*Data to process*.
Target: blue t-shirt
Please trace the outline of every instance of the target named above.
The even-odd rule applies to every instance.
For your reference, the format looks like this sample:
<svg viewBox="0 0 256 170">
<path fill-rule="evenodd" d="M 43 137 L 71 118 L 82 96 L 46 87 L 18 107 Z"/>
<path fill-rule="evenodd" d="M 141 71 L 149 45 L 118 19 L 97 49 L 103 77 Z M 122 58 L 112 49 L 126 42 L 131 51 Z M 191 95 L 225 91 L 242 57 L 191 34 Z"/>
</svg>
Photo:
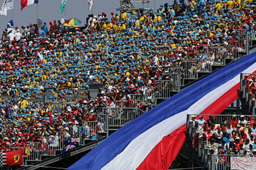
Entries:
<svg viewBox="0 0 256 170">
<path fill-rule="evenodd" d="M 228 143 L 230 142 L 230 141 L 229 140 L 230 138 L 228 138 L 226 137 L 224 137 L 224 141 L 225 141 L 225 142 L 226 143 Z"/>
<path fill-rule="evenodd" d="M 45 32 L 42 29 L 39 31 L 39 36 L 41 37 L 44 37 L 45 35 Z"/>
<path fill-rule="evenodd" d="M 254 129 L 253 128 L 252 128 L 251 129 L 252 133 L 253 134 L 256 134 L 256 128 Z"/>
<path fill-rule="evenodd" d="M 47 29 L 48 29 L 48 26 L 47 24 L 44 26 L 44 29 L 43 29 L 43 30 L 44 30 L 44 32 L 45 33 L 47 32 Z"/>
</svg>

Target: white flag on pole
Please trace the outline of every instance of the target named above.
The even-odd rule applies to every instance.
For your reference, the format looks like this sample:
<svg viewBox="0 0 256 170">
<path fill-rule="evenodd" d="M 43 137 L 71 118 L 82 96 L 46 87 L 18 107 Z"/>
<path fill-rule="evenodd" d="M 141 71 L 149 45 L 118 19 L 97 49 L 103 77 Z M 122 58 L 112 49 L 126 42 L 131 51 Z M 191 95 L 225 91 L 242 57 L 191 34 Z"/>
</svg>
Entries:
<svg viewBox="0 0 256 170">
<path fill-rule="evenodd" d="M 90 8 L 89 9 L 89 11 L 91 10 L 91 9 L 92 9 L 92 4 L 93 3 L 92 2 L 93 0 L 85 0 L 86 1 L 88 1 L 88 3 L 90 3 Z"/>
<path fill-rule="evenodd" d="M 13 9 L 13 1 L 14 0 L 5 0 L 2 8 L 0 11 L 0 14 L 7 15 L 7 10 Z"/>
</svg>

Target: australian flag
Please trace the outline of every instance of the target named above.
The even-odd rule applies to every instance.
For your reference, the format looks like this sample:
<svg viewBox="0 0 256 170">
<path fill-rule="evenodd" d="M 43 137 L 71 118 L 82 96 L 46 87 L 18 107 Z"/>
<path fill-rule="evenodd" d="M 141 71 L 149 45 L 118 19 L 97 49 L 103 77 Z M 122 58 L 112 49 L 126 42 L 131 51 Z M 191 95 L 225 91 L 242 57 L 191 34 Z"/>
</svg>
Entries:
<svg viewBox="0 0 256 170">
<path fill-rule="evenodd" d="M 12 19 L 11 20 L 11 21 L 9 22 L 8 22 L 8 24 L 7 24 L 7 26 L 6 27 L 6 28 L 8 29 L 12 27 L 14 25 L 14 24 L 13 23 L 13 19 Z"/>
<path fill-rule="evenodd" d="M 66 145 L 69 144 L 73 144 L 77 145 L 79 144 L 79 138 L 77 139 L 71 138 L 65 138 L 64 139 L 64 143 Z"/>
<path fill-rule="evenodd" d="M 67 146 L 61 152 L 61 156 L 62 157 L 66 153 L 76 147 L 76 146 L 73 144 L 70 144 Z"/>
</svg>

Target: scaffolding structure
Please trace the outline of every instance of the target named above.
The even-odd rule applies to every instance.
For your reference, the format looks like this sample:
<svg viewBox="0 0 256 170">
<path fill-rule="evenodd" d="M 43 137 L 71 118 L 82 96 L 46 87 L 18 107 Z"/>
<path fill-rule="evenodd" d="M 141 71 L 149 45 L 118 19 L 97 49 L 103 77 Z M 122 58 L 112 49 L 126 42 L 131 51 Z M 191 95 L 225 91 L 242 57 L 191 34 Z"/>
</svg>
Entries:
<svg viewBox="0 0 256 170">
<path fill-rule="evenodd" d="M 148 4 L 150 0 L 120 0 L 120 6 L 118 8 L 115 8 L 115 10 L 120 11 L 121 14 L 124 11 L 129 12 L 131 10 L 142 11 L 148 8 Z M 140 7 L 135 7 L 133 4 L 133 3 L 141 3 Z M 144 6 L 146 4 L 146 8 Z"/>
</svg>

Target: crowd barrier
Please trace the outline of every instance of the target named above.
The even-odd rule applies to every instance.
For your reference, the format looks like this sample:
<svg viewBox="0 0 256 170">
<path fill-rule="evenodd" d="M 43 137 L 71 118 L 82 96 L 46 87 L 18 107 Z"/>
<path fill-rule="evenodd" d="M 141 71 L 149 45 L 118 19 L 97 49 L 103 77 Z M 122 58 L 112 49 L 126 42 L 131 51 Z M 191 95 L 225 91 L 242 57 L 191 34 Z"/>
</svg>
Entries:
<svg viewBox="0 0 256 170">
<path fill-rule="evenodd" d="M 248 32 L 247 31 L 246 32 Z M 249 43 L 248 35 L 247 33 L 238 35 L 238 52 L 249 54 Z"/>
<path fill-rule="evenodd" d="M 256 23 L 253 22 L 251 26 L 250 36 L 249 37 L 249 46 L 251 47 L 253 45 L 253 41 L 256 40 Z"/>
<path fill-rule="evenodd" d="M 103 107 L 102 109 L 102 118 L 108 119 L 108 125 L 115 126 L 122 126 L 144 113 L 137 108 Z M 104 115 L 105 117 L 103 117 Z"/>
<path fill-rule="evenodd" d="M 171 95 L 172 87 L 169 80 L 157 80 L 156 81 L 156 98 L 168 99 Z"/>
<path fill-rule="evenodd" d="M 248 155 L 244 156 L 240 155 L 238 156 L 236 155 L 218 155 L 211 153 L 210 150 L 207 148 L 206 141 L 203 140 L 203 139 L 201 138 L 201 137 L 202 136 L 202 135 L 203 132 L 200 131 L 200 130 L 197 131 L 196 128 L 194 126 L 195 122 L 191 120 L 192 116 L 195 116 L 195 119 L 196 120 L 198 120 L 199 119 L 199 116 L 203 116 L 203 119 L 205 121 L 208 120 L 210 119 L 210 116 L 212 116 L 212 121 L 214 122 L 215 126 L 220 126 L 222 122 L 225 120 L 226 120 L 228 122 L 230 122 L 230 120 L 232 119 L 232 115 L 187 115 L 187 139 L 188 140 L 189 142 L 195 142 L 195 141 L 197 141 L 198 145 L 196 147 L 194 148 L 194 149 L 197 153 L 199 158 L 200 159 L 200 161 L 201 161 L 203 165 L 204 165 L 205 166 L 205 167 L 207 168 L 207 169 L 209 170 L 230 169 L 230 157 L 238 156 L 251 156 Z M 241 116 L 240 115 L 236 115 L 236 118 L 237 119 L 238 122 L 239 122 L 241 120 Z M 256 118 L 256 116 L 251 115 L 251 116 L 252 119 L 255 120 L 255 119 Z M 245 116 L 245 121 L 248 120 L 248 117 L 247 116 Z M 197 137 L 199 137 L 196 138 L 195 137 L 195 135 L 196 135 Z M 219 161 L 220 160 L 219 159 L 220 158 L 223 158 L 222 157 L 225 156 L 226 156 L 226 157 L 224 160 L 225 160 L 225 161 L 222 161 L 223 160 L 220 160 L 221 161 Z M 226 163 L 223 163 L 224 162 L 226 162 Z"/>
<path fill-rule="evenodd" d="M 127 103 L 127 107 L 137 107 L 139 106 L 139 102 L 142 100 L 142 97 L 141 94 L 129 94 L 128 96 L 131 101 L 131 103 Z"/>
<path fill-rule="evenodd" d="M 144 90 L 142 93 L 142 101 L 145 103 L 156 105 L 157 94 L 156 88 L 145 87 Z"/>
<path fill-rule="evenodd" d="M 248 79 L 253 79 L 256 74 L 242 73 L 240 74 L 240 97 L 245 101 L 245 104 L 248 106 L 248 112 L 253 115 L 256 114 L 256 101 L 255 95 L 256 91 L 252 90 L 250 91 L 250 87 L 247 86 L 249 82 L 245 78 L 247 76 Z"/>
<path fill-rule="evenodd" d="M 69 127 L 71 137 L 79 138 L 79 143 L 82 145 L 85 144 L 84 141 L 98 139 L 98 132 L 102 130 L 101 125 L 97 121 L 86 121 L 83 124 L 82 126 Z"/>
<path fill-rule="evenodd" d="M 212 72 L 211 65 L 213 64 L 212 54 L 210 53 L 198 53 L 195 54 L 198 59 L 199 71 L 210 73 Z"/>
<path fill-rule="evenodd" d="M 228 58 L 226 49 L 222 46 L 212 46 L 210 47 L 213 51 L 213 65 L 224 66 L 225 59 Z"/>
<path fill-rule="evenodd" d="M 183 83 L 184 85 L 184 79 L 197 79 L 198 78 L 197 71 L 198 61 L 197 60 L 182 60 L 183 66 Z"/>
</svg>

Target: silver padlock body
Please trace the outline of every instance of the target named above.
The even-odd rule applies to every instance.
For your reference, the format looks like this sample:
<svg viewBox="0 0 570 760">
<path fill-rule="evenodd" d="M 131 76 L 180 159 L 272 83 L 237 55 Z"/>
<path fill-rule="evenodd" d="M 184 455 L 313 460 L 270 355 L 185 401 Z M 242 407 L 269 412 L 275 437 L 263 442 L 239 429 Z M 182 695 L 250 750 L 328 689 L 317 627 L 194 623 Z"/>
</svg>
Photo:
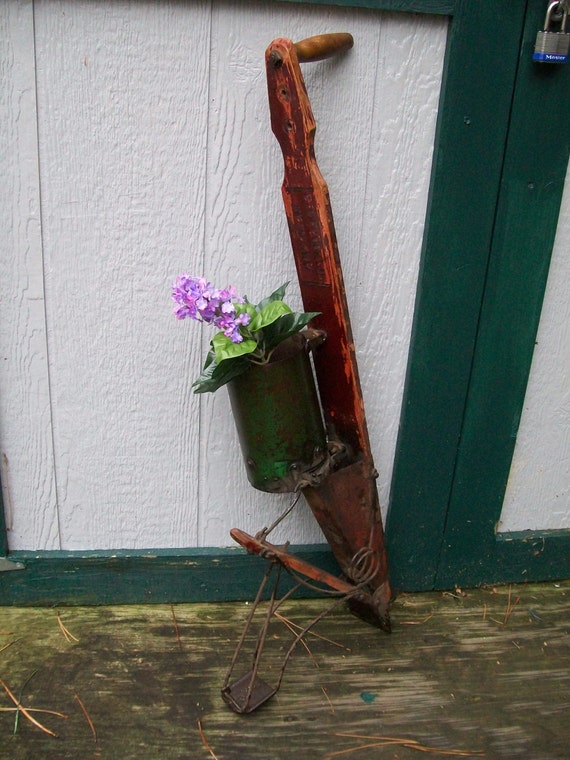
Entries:
<svg viewBox="0 0 570 760">
<path fill-rule="evenodd" d="M 540 63 L 566 63 L 570 49 L 570 33 L 538 32 L 533 61 Z"/>
</svg>

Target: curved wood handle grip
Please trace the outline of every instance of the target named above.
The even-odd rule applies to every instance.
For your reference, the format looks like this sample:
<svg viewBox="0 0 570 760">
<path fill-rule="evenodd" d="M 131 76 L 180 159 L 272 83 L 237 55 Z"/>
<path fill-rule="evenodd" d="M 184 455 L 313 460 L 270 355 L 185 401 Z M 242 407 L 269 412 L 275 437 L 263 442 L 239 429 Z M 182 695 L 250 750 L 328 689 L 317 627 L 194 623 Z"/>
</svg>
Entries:
<svg viewBox="0 0 570 760">
<path fill-rule="evenodd" d="M 301 63 L 323 61 L 337 53 L 350 50 L 354 45 L 352 34 L 336 32 L 334 34 L 317 34 L 295 43 L 297 58 Z"/>
</svg>

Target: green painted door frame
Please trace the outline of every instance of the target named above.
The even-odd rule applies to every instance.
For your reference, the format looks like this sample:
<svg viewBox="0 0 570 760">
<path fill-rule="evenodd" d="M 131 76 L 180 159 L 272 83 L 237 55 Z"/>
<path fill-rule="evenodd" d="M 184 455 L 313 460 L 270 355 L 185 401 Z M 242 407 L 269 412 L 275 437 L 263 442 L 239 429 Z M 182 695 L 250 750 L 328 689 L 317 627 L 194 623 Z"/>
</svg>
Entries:
<svg viewBox="0 0 570 760">
<path fill-rule="evenodd" d="M 494 534 L 568 158 L 569 113 L 561 101 L 570 68 L 537 71 L 529 63 L 545 0 L 336 4 L 450 19 L 387 520 L 393 585 L 568 575 L 566 533 L 511 541 Z M 524 230 L 510 239 L 519 213 Z M 505 251 L 517 254 L 516 268 Z M 507 370 L 497 367 L 496 346 L 513 337 L 509 304 L 517 329 L 523 321 L 526 327 Z M 2 520 L 0 511 L 0 604 L 248 599 L 262 573 L 263 563 L 240 549 L 8 553 Z M 326 545 L 295 550 L 334 569 Z"/>
<path fill-rule="evenodd" d="M 454 161 L 448 166 L 448 186 L 441 167 L 435 167 L 387 525 L 393 582 L 406 589 L 570 575 L 570 531 L 500 535 L 495 529 L 568 164 L 570 68 L 532 62 L 544 22 L 543 0 L 509 8 L 476 5 L 481 14 L 483 5 L 492 9 L 494 31 L 488 18 L 486 40 L 474 46 L 473 29 L 462 34 L 459 27 L 450 46 L 458 45 L 466 61 L 466 46 L 471 55 L 493 60 L 487 61 L 489 80 L 480 80 L 478 92 L 461 91 L 458 68 L 448 68 L 452 81 L 448 78 L 444 108 L 454 110 L 455 119 L 442 114 L 436 146 L 440 151 L 455 146 L 467 155 L 455 157 L 455 168 Z M 507 34 L 512 38 L 505 43 Z M 489 49 L 494 37 L 503 43 L 500 54 Z M 452 47 L 449 54 L 460 55 Z M 507 69 L 509 77 L 515 73 L 510 97 Z M 501 96 L 500 83 L 491 78 L 503 75 Z M 498 97 L 495 112 L 491 91 Z M 468 126 L 463 139 L 461 109 Z M 486 141 L 477 150 L 480 135 L 471 134 L 477 128 L 495 133 L 497 149 L 499 132 L 506 130 L 501 156 L 490 152 L 493 145 Z M 469 156 L 484 166 L 469 166 Z M 485 173 L 499 177 L 487 191 Z M 453 200 L 445 203 L 438 192 Z"/>
</svg>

*Given instruction*.
List every line of the records above that contains the string "flag", matching case exactly.

*Exercise output*.
Target: white flag on pole
Target: australian flag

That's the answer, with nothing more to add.